» **To do**
The answer must consist of every line below containing "raft".

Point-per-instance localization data
☆ ☆ ☆
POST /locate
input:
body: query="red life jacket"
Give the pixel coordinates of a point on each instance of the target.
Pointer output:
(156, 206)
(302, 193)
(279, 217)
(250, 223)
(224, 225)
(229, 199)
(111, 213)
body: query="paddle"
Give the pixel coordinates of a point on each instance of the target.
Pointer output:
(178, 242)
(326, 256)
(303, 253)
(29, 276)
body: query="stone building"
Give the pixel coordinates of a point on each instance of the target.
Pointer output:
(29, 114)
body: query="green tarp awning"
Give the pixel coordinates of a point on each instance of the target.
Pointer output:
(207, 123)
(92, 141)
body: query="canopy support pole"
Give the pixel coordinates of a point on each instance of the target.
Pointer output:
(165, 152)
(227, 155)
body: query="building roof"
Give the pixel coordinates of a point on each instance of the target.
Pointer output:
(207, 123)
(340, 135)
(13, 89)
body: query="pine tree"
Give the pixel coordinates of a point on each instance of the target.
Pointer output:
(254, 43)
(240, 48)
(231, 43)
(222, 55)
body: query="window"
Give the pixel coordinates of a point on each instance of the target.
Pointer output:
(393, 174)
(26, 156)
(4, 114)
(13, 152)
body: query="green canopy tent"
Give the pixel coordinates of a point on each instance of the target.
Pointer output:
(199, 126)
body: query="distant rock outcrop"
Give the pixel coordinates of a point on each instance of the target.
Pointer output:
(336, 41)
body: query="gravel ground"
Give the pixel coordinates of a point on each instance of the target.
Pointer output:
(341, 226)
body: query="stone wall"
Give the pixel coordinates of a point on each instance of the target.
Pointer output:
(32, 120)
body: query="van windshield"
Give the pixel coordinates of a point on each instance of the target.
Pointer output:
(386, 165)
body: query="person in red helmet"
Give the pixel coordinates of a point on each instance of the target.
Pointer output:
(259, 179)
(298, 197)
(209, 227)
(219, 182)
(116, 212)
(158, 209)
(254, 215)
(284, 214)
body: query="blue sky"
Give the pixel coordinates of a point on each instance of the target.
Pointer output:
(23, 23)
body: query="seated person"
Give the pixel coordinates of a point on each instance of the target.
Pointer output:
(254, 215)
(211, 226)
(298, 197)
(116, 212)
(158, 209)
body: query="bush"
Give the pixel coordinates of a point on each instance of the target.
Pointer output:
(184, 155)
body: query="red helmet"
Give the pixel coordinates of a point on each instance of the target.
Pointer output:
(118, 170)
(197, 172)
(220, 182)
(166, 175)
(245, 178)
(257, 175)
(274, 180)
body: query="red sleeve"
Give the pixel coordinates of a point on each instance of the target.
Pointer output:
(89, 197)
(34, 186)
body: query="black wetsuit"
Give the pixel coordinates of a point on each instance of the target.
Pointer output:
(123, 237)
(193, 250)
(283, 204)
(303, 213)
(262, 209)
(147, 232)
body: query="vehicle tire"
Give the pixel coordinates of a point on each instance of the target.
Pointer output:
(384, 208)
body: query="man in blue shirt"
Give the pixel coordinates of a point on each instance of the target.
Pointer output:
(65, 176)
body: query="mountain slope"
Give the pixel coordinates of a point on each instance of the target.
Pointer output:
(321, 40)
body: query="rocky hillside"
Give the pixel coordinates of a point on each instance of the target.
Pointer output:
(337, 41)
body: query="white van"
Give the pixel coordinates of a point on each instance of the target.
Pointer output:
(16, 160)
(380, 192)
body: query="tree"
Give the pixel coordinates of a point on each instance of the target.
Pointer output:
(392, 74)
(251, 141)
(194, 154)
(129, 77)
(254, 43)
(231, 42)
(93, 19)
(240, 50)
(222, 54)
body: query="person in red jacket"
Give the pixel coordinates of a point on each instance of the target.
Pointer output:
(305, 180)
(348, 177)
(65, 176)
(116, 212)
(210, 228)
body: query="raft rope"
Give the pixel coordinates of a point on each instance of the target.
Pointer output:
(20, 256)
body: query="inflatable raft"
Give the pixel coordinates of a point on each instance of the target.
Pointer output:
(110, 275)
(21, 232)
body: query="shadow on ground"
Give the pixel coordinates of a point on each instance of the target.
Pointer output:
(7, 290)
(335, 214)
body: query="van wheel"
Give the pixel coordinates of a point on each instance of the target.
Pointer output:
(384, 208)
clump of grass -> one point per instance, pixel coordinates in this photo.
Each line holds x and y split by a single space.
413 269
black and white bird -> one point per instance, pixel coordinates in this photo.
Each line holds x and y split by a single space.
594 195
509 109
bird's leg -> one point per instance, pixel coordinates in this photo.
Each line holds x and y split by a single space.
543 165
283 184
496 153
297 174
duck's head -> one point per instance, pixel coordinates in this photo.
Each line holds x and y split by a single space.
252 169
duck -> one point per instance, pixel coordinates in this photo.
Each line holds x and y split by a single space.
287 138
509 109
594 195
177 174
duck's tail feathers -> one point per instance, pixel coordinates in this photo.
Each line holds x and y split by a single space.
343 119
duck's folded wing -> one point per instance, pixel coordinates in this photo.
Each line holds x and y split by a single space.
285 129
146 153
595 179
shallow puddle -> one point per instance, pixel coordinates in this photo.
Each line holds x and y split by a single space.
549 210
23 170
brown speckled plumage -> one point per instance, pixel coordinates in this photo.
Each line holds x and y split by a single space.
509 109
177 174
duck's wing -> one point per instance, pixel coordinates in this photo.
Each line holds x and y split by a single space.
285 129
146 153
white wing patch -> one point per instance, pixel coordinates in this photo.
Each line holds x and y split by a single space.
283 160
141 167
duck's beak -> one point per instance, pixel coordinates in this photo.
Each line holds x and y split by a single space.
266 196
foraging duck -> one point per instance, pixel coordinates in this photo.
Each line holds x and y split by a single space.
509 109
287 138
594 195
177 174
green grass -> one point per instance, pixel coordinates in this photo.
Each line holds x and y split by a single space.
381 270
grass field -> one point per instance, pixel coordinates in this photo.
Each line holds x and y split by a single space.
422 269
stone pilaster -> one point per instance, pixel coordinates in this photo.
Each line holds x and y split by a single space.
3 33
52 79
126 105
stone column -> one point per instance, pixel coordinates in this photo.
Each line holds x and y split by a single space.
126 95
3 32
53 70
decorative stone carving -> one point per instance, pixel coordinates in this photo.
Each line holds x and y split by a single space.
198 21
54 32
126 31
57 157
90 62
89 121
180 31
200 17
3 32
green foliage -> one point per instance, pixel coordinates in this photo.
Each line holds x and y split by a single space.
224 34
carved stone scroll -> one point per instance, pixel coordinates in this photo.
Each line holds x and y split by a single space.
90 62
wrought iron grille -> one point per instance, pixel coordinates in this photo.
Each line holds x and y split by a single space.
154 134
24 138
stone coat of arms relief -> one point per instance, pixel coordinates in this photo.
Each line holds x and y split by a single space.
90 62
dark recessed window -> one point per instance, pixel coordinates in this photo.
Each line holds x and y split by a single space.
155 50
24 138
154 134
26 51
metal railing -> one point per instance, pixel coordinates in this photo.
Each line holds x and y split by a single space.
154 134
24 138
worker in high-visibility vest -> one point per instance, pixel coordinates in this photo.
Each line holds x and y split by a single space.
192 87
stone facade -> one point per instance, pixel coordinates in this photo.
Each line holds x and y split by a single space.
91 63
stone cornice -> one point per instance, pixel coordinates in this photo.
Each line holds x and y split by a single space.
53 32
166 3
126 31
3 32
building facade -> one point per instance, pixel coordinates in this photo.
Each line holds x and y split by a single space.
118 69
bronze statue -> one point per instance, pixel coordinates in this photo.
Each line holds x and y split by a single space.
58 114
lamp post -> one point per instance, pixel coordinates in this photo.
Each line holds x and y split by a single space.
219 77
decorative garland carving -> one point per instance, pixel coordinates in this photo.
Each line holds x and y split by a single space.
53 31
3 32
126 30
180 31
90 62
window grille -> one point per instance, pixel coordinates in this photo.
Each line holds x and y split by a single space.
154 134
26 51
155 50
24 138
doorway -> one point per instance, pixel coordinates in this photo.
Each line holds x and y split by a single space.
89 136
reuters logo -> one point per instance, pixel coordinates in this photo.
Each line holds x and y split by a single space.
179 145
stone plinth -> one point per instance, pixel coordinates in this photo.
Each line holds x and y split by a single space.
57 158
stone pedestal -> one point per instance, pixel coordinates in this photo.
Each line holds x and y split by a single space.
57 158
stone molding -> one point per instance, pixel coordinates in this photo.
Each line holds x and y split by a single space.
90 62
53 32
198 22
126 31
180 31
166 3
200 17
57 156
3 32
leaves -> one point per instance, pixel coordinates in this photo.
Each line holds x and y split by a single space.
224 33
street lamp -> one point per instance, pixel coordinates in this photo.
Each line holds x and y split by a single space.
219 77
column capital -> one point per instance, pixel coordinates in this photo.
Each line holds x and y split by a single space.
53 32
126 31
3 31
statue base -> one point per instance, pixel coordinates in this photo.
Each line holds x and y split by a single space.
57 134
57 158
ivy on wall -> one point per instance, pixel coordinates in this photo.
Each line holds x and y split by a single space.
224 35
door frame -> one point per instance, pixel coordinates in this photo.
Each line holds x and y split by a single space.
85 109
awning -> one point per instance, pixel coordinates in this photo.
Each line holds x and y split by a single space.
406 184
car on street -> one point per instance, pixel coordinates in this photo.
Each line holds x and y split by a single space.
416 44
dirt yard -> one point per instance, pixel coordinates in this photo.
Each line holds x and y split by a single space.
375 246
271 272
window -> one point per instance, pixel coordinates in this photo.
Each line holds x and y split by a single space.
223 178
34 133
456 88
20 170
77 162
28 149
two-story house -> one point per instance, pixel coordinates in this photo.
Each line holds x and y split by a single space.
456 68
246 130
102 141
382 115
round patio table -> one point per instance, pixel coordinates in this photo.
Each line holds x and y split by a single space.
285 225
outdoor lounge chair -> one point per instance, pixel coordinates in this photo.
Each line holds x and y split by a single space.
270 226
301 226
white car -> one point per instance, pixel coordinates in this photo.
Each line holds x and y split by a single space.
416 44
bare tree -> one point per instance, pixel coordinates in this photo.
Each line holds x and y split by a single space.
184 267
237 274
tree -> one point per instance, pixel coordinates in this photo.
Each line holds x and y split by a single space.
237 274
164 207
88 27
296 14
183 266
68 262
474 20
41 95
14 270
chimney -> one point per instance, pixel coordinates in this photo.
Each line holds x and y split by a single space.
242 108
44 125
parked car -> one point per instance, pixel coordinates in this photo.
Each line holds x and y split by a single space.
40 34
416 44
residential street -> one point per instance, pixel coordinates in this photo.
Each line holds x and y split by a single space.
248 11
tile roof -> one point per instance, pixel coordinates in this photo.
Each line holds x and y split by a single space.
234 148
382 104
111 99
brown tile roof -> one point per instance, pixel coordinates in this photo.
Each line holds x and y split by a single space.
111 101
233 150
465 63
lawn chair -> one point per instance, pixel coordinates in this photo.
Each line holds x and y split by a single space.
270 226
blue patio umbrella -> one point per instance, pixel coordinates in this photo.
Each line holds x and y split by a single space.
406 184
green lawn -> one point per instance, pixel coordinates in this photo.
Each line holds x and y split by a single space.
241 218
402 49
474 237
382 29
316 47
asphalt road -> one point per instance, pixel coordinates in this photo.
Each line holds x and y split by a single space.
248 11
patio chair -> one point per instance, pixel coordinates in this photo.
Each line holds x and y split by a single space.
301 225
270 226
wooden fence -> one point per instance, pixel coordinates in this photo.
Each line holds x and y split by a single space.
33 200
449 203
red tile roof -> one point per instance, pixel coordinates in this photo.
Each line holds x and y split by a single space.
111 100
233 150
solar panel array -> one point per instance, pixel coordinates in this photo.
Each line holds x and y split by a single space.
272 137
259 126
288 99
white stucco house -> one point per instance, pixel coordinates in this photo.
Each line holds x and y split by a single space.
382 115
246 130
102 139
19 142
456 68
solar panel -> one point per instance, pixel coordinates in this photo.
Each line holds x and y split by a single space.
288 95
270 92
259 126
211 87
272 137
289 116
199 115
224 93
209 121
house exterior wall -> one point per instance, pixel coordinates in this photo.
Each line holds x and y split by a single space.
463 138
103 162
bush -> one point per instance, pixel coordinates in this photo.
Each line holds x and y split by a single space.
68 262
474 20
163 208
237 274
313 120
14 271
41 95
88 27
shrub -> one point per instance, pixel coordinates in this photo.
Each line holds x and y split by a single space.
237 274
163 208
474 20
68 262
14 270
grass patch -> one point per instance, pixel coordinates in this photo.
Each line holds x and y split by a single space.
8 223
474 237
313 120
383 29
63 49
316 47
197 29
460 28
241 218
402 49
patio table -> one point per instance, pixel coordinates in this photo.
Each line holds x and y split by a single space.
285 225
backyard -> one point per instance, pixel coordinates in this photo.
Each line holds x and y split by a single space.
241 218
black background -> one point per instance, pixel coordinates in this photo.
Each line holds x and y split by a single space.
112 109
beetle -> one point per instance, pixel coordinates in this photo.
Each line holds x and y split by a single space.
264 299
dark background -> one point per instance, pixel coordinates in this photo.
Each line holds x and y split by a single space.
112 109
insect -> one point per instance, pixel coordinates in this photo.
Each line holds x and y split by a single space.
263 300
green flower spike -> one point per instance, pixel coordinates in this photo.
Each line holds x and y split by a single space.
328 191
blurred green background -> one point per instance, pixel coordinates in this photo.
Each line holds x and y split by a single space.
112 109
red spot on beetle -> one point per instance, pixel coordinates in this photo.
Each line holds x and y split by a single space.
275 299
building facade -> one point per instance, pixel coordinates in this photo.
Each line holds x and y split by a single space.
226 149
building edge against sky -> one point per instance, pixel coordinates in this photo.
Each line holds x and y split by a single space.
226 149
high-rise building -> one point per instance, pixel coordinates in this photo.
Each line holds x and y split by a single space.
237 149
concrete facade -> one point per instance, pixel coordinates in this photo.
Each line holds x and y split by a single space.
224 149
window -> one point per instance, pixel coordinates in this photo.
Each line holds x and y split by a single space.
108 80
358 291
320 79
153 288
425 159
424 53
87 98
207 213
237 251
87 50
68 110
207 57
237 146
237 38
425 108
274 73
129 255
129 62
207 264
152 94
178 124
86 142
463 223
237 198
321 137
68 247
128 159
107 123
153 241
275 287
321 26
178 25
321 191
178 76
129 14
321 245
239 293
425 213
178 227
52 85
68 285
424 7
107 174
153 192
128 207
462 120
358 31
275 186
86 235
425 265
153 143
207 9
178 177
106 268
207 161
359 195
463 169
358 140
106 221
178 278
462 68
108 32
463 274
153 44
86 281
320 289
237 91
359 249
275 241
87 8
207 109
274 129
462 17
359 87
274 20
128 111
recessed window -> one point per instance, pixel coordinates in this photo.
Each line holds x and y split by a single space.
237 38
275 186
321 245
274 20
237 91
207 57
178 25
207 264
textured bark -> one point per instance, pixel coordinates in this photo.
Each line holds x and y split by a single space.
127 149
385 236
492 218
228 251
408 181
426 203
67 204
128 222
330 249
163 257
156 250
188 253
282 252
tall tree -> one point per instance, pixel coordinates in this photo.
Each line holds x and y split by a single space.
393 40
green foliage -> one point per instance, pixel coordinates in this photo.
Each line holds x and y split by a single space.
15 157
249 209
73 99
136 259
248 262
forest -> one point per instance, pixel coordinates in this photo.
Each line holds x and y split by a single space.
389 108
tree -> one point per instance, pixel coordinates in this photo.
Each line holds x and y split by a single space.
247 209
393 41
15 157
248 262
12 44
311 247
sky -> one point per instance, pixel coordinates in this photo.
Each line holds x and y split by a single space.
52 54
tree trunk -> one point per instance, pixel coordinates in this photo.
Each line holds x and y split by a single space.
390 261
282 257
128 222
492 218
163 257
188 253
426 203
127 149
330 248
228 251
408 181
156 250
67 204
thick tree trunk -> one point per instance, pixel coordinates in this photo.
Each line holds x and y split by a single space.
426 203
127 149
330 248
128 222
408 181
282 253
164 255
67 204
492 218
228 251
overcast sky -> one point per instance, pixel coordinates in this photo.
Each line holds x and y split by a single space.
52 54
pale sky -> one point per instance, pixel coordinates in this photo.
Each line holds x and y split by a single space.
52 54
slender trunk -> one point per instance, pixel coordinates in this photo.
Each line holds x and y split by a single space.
☆ ☆ ☆
» **Task answer**
body: query="raft rope"
body: query="inflatable raft"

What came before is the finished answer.